> _Goal of the exercise_
Copy out all of the data below with no alterations.
Start of Provided records
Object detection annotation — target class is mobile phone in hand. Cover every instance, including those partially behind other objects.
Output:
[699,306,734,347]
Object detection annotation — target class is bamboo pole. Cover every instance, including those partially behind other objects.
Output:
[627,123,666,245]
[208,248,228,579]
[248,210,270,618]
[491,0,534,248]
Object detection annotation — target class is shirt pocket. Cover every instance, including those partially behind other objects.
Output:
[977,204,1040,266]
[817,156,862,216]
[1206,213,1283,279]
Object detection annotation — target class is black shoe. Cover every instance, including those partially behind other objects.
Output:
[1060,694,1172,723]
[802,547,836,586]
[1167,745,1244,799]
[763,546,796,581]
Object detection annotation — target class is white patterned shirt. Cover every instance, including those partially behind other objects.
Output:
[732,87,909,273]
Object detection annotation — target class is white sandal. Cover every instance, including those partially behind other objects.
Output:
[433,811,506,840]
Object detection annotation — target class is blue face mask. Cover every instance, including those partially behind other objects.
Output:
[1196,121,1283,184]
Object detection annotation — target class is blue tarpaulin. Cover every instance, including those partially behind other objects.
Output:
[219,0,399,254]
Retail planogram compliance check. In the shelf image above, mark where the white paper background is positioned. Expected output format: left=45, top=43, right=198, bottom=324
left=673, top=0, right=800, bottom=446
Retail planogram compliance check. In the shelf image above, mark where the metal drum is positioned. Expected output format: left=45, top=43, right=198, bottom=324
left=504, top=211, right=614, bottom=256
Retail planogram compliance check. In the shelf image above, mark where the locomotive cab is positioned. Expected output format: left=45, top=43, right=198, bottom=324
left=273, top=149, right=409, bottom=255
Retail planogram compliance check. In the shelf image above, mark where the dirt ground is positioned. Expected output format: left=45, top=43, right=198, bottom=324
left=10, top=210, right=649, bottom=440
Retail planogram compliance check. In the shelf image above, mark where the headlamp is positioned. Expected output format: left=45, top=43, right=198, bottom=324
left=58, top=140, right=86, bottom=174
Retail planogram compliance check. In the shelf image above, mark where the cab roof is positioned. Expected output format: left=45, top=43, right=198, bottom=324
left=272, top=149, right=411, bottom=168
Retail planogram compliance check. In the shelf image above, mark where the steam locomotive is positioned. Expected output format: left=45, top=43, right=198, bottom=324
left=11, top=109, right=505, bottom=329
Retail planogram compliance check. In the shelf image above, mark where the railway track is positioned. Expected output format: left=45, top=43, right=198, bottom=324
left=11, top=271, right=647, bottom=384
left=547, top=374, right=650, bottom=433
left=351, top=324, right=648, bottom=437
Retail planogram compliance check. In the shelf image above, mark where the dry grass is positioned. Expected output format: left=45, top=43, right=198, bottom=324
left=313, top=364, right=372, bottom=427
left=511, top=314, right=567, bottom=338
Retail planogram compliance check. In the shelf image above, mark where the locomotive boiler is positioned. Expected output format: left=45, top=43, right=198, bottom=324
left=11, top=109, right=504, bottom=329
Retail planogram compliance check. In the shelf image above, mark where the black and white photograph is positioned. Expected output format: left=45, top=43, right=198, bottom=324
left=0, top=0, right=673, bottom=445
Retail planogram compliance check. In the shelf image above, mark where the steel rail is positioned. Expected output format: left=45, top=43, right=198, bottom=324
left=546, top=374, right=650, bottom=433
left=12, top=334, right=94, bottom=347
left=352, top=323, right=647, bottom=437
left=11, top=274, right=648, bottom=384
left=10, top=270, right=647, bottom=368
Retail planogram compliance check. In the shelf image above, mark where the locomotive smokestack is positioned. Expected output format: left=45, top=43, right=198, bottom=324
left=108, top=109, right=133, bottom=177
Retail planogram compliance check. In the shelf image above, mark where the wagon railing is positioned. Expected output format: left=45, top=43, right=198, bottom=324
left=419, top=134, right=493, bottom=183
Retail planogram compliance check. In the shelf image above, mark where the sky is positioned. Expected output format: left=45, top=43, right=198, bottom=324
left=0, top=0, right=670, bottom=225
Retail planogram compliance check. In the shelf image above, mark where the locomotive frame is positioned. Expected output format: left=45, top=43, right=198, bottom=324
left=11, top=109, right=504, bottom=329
End of Provided records
> _Answer_
Object detection annotation — target class is mobile phone in hand. Cover every instance, including those partially behind other objects.
Output:
[699,306,734,347]
Object detection annotation — target class is bamboo pole. Cover every instance, including those partially behind other objects.
Output:
[627,123,666,245]
[208,248,228,579]
[248,210,270,618]
[491,0,534,248]
Object detection annotation — target class is shirt pocket. Cover every instance, including those partially behind other objects.
Output:
[977,204,1040,266]
[817,156,862,216]
[1206,213,1283,279]
Object detection annotation — target class is black shoe. Cover every instance, including those partially behind other objects.
Output:
[1060,694,1172,723]
[802,547,836,586]
[1167,745,1244,799]
[763,546,796,581]
Object detection annotation — target class is white patterned shirt. Cover every instance, including those partially behind other objects.
Output:
[732,87,909,273]
Object detection annotation — target class is white sandal. Cover every instance, including those partially behind other objects.
Output:
[433,811,506,840]
Object detection annotation — target class is blue face mask. Cover every instance, including those partially behind other objects.
Output:
[1196,121,1283,184]
Object detection annotation — target class is blue tarpaulin. Cover every instance, including those partially behind other objects.
Output:
[219,0,399,254]
Retail planogram compliance check. In the shelf image above, mark where the white paper background is positioned. Expected output format: left=45, top=43, right=198, bottom=324
left=673, top=0, right=800, bottom=446
Retail planogram compliance check. In the shelf image above, mark where the metal drum is positioned. Expected output format: left=45, top=43, right=198, bottom=324
left=504, top=211, right=614, bottom=256
Retail planogram compliance check. In the shelf image above, mark where the locomotive cab is positioned. Expected output format: left=45, top=43, right=198, bottom=324
left=273, top=149, right=409, bottom=255
Retail planogram compliance check. In the shelf image above, mark where the dirt ground is positioned. Expected output format: left=45, top=43, right=198, bottom=324
left=10, top=210, right=649, bottom=440
Retail planogram compliance check. In the shelf image above, mark where the headlamp is positioned. Expected output format: left=45, top=43, right=198, bottom=324
left=58, top=140, right=86, bottom=174
Retail planogram compliance check. In the shelf image above, mark where the cab roof is positioned. Expected output format: left=45, top=43, right=198, bottom=324
left=272, top=149, right=411, bottom=168
Retail planogram compliance check. In the shelf image above, mark where the steam locomotive is positioned. Expected output format: left=45, top=43, right=198, bottom=324
left=11, top=109, right=505, bottom=329
Retail planogram compliance check. In the shelf image above, mark where the railway track is positioned. Expected output format: left=45, top=43, right=198, bottom=324
left=11, top=271, right=647, bottom=384
left=547, top=374, right=650, bottom=433
left=351, top=324, right=648, bottom=437
Retail planogram compliance check. In the shelf image above, mark where the dry grass is positioned. Expected output format: left=45, top=43, right=198, bottom=324
left=313, top=364, right=372, bottom=427
left=511, top=314, right=567, bottom=338
Retail planogram compliance check. In the shelf image above, mark where the locomotive boiler is positioned. Expected output format: left=45, top=43, right=198, bottom=324
left=11, top=109, right=504, bottom=329
Retail planogram compliance check. In the shelf image above, mark where the black and white photograph is positioned. Expected output format: left=45, top=43, right=198, bottom=324
left=0, top=0, right=673, bottom=445
Retail planogram compliance check. In the shelf image above, mark where the steel rail is positioned. Expected output format: left=45, top=43, right=198, bottom=324
left=546, top=374, right=650, bottom=433
left=12, top=334, right=94, bottom=347
left=352, top=323, right=647, bottom=437
left=11, top=274, right=648, bottom=384
left=10, top=270, right=647, bottom=368
Retail planogram compliance check. In the shelf image above, mark where the locomotive smokestack is positioned. Expected output format: left=45, top=43, right=198, bottom=324
left=108, top=109, right=133, bottom=177
Retail planogram compliance check. In the shelf image above, mark where the wagon railing is positioned. Expected output format: left=45, top=43, right=198, bottom=324
left=419, top=134, right=493, bottom=183
Retail planogram compliance check. In the shelf image above, mark where the sky is positioned. Expected output format: left=45, top=43, right=198, bottom=324
left=0, top=0, right=670, bottom=225
Retail planogram compliance check. In the shelf image above, mark where the locomotive frame is positioned. Expected output format: left=45, top=43, right=198, bottom=324
left=11, top=109, right=504, bottom=329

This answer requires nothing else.